* PROVIDED PASSAGE
↓↓↓
Anglican bishops invite transgenders to be priests, Russian church thinks they need to see a psychiatrist

happy priests
One man's mental health diagnosis may be another man's ticket to the priesthood, according to recent developments in one of the world's largest Protestant denominations. The Anglican Communion has 85 million members worldwide, all of whom have ties with the Church of England.

To support a new Diversity Drive, and to help fill vacant spots in English churches, leading Anglican bishops have invited transgender persons to serve as priests. The Daily Telegraph reports:
The guidance, titled "welcoming and honouring LGBT+ people", warns that the church's reputation as being unwelcoming towards gay and transgender people is stopping young people attending.

"We very much hope that they, like everyone else, feel encouraged to serve on PCCs, or as churchwardens and worship leaders, for instance, and are supported in exploring vocations to licensed lay and ordained ministries," the guidance says.
↑↑↑
[Referring expression pointing data]
↓↓↓
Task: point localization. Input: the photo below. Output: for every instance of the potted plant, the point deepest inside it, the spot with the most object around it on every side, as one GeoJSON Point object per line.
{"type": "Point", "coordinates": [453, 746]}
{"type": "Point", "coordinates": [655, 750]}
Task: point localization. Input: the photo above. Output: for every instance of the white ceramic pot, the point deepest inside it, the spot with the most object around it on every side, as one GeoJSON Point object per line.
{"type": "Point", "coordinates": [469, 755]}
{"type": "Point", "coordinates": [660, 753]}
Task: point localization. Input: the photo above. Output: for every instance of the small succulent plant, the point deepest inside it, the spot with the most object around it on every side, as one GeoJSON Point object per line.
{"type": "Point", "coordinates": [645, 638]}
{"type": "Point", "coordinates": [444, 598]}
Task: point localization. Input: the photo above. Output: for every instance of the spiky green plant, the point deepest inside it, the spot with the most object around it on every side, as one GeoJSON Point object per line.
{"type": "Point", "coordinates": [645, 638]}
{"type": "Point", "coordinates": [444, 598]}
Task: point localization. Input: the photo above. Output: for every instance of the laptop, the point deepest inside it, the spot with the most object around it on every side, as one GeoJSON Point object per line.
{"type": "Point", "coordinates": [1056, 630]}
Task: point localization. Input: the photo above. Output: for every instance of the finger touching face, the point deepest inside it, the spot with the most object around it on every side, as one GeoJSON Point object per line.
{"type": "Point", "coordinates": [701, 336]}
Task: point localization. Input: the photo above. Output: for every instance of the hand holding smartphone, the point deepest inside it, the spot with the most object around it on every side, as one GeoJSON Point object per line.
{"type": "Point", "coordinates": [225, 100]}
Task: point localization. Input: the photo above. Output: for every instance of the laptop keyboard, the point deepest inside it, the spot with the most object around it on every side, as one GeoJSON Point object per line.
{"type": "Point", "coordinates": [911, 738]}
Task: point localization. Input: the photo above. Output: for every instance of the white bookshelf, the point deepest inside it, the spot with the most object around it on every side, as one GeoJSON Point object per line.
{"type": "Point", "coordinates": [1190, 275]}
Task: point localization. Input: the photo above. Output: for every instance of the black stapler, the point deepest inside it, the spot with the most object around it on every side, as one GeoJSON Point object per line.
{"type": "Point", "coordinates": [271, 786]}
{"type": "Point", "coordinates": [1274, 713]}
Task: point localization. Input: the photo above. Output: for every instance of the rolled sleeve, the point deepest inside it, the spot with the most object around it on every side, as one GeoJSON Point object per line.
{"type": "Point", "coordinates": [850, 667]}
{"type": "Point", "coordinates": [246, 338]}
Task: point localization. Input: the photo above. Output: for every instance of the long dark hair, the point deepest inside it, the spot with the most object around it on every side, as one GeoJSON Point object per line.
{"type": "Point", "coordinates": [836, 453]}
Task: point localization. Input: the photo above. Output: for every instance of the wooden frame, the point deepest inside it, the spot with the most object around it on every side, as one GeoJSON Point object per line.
↑↑↑
Copy the passage on the Anglican bishops' invitation word for word from "To support a" to "young people attending.".

To support a new Diversity Drive, and to help fill vacant spots in English churches, leading Anglican bishops have invited transgender persons to serve as priests. The Daily Telegraph reports:
The guidance, titled "welcoming and honouring LGBT+ people", warns that the church's reputation as being unwelcoming towards gay and transgender people is stopping young people attending.